■ **What is being asked**: Render the items from the line containing "the red knit" through the line containing "point(20, 385)", both included, as a JSON list of strings with one string per line and blank lines left out. Cover only that part.

■ **Rows**:
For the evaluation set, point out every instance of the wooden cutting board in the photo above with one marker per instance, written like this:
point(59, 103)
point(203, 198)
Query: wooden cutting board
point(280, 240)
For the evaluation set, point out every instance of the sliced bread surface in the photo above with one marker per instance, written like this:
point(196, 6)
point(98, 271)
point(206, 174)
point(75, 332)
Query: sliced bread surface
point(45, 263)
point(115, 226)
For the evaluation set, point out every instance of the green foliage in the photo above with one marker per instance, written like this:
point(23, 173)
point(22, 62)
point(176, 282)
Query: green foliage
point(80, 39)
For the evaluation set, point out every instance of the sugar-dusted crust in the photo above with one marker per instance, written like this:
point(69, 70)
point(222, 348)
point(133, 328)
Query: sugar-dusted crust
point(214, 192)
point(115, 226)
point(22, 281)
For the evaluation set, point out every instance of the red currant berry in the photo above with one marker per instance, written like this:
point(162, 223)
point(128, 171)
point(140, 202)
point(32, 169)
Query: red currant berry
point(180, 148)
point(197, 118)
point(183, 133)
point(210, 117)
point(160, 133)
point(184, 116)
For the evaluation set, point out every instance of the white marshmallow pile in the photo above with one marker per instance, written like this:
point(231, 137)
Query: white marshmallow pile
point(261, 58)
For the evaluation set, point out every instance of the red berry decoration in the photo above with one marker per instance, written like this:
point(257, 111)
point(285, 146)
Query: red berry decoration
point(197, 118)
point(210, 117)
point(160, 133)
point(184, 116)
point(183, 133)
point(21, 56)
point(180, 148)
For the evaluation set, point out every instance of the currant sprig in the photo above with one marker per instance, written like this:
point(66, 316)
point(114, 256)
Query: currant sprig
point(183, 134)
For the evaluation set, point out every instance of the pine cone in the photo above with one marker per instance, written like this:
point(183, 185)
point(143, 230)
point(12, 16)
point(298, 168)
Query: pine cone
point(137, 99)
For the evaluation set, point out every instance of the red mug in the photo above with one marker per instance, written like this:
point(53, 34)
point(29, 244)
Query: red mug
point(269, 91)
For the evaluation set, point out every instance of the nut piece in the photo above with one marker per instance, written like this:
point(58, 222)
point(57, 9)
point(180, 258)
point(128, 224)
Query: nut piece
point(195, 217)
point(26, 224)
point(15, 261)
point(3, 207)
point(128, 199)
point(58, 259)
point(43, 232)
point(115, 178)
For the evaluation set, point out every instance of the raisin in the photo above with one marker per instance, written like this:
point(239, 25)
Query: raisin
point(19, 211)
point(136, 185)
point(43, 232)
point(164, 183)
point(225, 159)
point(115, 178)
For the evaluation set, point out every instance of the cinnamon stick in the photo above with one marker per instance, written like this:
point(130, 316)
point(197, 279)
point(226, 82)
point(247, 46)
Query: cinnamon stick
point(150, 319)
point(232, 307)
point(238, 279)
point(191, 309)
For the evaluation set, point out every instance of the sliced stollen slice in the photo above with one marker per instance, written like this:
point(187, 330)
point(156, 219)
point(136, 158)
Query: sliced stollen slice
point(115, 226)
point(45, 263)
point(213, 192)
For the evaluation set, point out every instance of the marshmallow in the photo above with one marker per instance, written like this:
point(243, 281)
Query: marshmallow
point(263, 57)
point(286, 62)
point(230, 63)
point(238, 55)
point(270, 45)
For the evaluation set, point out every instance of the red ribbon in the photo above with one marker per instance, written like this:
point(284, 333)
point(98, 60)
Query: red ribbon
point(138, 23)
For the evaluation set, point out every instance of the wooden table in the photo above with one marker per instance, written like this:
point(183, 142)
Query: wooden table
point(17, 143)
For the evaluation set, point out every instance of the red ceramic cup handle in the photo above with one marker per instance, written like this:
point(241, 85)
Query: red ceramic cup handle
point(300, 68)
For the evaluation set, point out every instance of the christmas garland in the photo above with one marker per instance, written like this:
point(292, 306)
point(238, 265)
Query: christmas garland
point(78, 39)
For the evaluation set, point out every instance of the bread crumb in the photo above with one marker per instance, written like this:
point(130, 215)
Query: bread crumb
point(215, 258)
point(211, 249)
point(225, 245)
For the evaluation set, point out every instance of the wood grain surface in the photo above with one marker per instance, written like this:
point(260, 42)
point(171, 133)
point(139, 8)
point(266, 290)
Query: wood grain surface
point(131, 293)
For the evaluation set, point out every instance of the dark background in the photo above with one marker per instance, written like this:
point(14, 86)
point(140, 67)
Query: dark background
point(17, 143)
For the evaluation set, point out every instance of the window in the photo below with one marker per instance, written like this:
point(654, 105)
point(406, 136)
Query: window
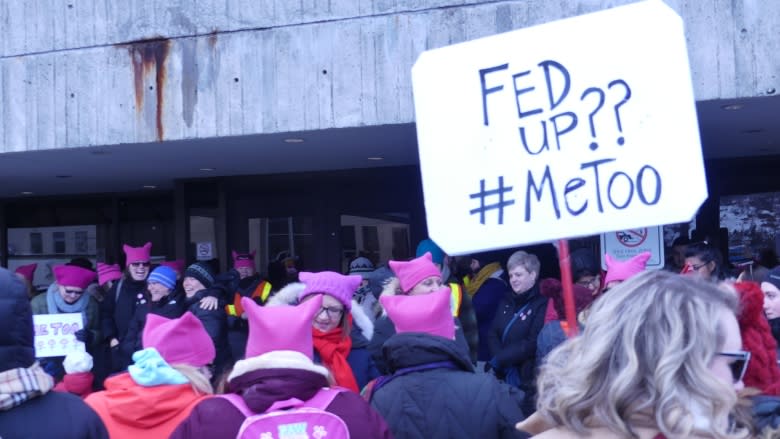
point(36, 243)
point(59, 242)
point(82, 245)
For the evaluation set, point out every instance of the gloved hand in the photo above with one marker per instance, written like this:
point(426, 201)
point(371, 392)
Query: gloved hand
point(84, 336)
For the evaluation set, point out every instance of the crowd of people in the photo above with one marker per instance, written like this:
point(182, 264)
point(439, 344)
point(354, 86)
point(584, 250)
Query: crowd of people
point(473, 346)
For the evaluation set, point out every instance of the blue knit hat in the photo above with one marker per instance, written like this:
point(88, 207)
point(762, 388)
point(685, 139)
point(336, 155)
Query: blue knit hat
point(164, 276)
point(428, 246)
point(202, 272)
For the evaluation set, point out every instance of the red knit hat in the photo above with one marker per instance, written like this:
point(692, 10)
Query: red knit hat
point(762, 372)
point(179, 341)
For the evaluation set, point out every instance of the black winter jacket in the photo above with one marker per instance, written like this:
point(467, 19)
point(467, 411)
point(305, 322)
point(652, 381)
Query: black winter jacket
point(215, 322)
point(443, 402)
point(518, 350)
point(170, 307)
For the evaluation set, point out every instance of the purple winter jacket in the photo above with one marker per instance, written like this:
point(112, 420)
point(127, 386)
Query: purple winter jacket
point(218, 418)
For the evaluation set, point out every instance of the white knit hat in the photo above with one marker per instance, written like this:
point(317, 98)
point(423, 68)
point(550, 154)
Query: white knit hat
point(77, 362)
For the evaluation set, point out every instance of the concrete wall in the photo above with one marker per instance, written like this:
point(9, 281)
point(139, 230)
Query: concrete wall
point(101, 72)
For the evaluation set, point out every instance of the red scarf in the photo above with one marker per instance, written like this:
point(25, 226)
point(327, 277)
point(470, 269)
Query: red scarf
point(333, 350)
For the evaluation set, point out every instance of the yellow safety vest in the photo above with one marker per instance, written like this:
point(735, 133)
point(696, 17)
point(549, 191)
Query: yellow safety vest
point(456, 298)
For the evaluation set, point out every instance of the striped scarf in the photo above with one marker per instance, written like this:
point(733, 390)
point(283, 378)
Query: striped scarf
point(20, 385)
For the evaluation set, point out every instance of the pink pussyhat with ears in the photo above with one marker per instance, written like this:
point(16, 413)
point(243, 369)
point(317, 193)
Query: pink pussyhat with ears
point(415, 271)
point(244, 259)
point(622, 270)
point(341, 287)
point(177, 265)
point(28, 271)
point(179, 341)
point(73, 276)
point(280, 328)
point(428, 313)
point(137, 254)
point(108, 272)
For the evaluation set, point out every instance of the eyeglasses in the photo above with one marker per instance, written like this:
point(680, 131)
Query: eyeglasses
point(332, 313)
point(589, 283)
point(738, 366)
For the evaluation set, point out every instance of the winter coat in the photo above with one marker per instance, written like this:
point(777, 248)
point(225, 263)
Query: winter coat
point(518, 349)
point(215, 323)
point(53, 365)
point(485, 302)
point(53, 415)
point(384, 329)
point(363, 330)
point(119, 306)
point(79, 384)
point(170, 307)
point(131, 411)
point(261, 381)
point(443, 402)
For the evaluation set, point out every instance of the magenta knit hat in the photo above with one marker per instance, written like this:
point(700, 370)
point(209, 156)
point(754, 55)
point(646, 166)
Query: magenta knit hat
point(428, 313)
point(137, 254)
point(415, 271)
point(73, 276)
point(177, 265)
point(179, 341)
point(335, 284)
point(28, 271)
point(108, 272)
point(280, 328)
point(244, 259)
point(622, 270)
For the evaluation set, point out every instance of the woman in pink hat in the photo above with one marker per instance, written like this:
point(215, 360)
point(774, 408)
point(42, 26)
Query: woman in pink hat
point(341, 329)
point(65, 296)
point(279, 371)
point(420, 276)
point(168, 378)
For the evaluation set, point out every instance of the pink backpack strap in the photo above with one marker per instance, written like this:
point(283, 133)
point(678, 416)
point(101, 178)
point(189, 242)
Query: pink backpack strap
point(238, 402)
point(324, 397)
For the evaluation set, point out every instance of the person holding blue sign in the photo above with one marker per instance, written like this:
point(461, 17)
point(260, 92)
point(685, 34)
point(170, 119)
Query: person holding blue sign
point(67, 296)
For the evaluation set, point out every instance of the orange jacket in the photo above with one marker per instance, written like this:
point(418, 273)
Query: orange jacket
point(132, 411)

...

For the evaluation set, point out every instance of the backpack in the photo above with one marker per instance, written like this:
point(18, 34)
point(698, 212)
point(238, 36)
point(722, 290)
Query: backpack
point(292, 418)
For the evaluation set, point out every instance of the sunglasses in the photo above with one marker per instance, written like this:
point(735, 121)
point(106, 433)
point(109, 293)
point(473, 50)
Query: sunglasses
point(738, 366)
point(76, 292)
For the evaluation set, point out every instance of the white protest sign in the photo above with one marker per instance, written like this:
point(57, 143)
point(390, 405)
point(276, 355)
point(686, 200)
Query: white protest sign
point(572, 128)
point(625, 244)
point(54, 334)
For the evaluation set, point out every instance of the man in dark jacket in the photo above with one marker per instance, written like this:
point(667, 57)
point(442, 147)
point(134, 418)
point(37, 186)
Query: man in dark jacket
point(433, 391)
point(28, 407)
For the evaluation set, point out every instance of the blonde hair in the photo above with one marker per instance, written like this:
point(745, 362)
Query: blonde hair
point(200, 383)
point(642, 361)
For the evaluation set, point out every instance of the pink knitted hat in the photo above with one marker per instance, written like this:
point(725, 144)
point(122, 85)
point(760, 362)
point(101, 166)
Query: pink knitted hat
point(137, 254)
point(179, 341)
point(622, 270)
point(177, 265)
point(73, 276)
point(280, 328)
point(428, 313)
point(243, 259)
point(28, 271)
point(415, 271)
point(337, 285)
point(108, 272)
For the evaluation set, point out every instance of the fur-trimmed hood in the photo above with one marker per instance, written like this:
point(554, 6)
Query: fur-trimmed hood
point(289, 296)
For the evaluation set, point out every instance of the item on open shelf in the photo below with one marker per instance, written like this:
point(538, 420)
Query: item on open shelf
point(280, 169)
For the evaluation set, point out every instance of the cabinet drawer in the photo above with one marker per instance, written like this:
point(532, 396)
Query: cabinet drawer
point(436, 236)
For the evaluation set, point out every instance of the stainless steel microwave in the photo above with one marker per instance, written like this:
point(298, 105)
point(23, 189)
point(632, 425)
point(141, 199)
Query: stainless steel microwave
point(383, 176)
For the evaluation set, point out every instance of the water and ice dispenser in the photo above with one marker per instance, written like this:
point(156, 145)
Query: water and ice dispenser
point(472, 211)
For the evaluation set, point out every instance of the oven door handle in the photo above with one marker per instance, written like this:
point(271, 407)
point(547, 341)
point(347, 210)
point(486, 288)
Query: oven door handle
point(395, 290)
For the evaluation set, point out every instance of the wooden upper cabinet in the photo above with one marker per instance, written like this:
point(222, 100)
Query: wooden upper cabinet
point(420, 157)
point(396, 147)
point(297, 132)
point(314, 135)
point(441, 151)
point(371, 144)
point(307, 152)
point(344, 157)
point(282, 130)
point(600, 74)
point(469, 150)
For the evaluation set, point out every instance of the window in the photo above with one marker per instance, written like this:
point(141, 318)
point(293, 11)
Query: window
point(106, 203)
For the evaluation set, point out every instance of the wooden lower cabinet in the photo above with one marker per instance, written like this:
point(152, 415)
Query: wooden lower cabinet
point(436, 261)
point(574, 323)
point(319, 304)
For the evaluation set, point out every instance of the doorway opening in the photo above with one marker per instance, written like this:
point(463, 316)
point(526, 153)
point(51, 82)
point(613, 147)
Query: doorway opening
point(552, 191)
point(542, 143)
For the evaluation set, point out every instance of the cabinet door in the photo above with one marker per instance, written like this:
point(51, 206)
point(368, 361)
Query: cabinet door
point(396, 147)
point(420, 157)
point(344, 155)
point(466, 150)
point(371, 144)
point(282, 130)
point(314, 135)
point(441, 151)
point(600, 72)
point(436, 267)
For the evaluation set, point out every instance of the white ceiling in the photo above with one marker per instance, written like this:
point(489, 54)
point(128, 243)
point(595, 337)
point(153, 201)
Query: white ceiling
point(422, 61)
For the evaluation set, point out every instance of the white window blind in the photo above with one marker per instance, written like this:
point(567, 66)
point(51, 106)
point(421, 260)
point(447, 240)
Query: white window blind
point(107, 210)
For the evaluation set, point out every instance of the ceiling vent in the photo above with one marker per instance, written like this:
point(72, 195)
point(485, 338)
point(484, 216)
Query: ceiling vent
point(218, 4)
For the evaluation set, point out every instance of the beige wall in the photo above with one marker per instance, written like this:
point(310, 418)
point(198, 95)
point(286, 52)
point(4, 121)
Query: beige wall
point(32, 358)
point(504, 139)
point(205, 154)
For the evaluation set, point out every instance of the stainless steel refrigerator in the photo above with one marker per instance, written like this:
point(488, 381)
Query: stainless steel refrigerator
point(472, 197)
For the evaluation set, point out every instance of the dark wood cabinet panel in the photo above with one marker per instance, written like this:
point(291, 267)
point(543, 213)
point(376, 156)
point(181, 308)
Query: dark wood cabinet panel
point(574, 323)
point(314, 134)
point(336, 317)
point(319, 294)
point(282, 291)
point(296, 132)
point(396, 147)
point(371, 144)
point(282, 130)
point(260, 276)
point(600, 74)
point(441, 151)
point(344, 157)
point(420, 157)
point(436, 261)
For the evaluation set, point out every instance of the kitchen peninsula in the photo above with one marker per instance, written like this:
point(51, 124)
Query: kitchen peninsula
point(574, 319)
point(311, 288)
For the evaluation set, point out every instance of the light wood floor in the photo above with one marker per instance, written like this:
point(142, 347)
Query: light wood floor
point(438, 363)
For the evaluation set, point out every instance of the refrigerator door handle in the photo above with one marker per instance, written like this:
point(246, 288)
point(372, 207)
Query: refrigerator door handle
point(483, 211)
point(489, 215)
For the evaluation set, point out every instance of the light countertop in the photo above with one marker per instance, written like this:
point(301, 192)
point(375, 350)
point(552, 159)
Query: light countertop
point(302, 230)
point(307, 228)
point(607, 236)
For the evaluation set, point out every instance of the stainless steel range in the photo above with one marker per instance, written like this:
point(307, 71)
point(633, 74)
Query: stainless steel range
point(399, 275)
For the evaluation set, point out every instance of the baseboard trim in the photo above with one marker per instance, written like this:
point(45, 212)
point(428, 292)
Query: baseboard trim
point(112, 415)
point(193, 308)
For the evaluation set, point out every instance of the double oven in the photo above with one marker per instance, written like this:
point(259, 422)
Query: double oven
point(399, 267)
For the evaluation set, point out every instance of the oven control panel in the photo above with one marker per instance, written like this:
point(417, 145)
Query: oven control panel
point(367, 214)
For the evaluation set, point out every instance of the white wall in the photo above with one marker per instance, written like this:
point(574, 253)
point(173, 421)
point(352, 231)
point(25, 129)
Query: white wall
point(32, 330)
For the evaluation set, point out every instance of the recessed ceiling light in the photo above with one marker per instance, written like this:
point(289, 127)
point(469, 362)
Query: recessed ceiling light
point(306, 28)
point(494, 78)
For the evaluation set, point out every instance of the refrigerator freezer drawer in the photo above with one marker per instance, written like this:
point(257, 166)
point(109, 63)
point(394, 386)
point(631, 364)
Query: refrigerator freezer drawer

■ **Answer to this task**:
[
  "For the evaluation set, point out every instance of the red knit hat in the photo above with one marker per instance, written like this:",
  "point(692, 10)",
  "Query: red knit hat",
  "point(762, 372)",
  "point(179, 341)",
  "For the evaluation set, point out every instance of the black winter jacket in the photo above with one marker per instance, written like this:",
  "point(467, 19)",
  "point(467, 411)",
  "point(305, 322)",
  "point(652, 381)",
  "Query: black winter jacket",
  "point(215, 322)",
  "point(443, 402)",
  "point(518, 350)",
  "point(170, 307)",
  "For the evaluation set, point out every instance of the purple winter jacket in the photo above with one marker per instance, written like this:",
  "point(112, 420)",
  "point(127, 386)",
  "Query: purple winter jacket",
  "point(218, 418)",
  "For the evaluation set, point out every instance of the white knit hat in the photo above with one marker per instance, written like this:",
  "point(317, 98)",
  "point(423, 68)",
  "point(550, 154)",
  "Query: white knit hat",
  "point(77, 362)",
  "For the evaluation set, point out every instance of the concrete wall in the photo above with one marker per instance, written like this:",
  "point(9, 281)",
  "point(139, 230)",
  "Query: concrete wall",
  "point(101, 72)",
  "For the evaluation set, point out every instance of the red scarf in the photo above with one marker per instance, written like this:",
  "point(25, 226)",
  "point(327, 277)",
  "point(470, 269)",
  "Query: red scarf",
  "point(333, 350)",
  "For the evaluation set, point out every instance of the yellow safety vest in the photo above with one marker per instance, written like this:",
  "point(735, 133)",
  "point(696, 17)",
  "point(549, 191)",
  "Query: yellow safety vest",
  "point(456, 298)",
  "For the evaluation set, point out every instance of the striped scarf in the photo above with one marker per instance, written like this:",
  "point(733, 390)",
  "point(283, 378)",
  "Query: striped scarf",
  "point(20, 385)"
]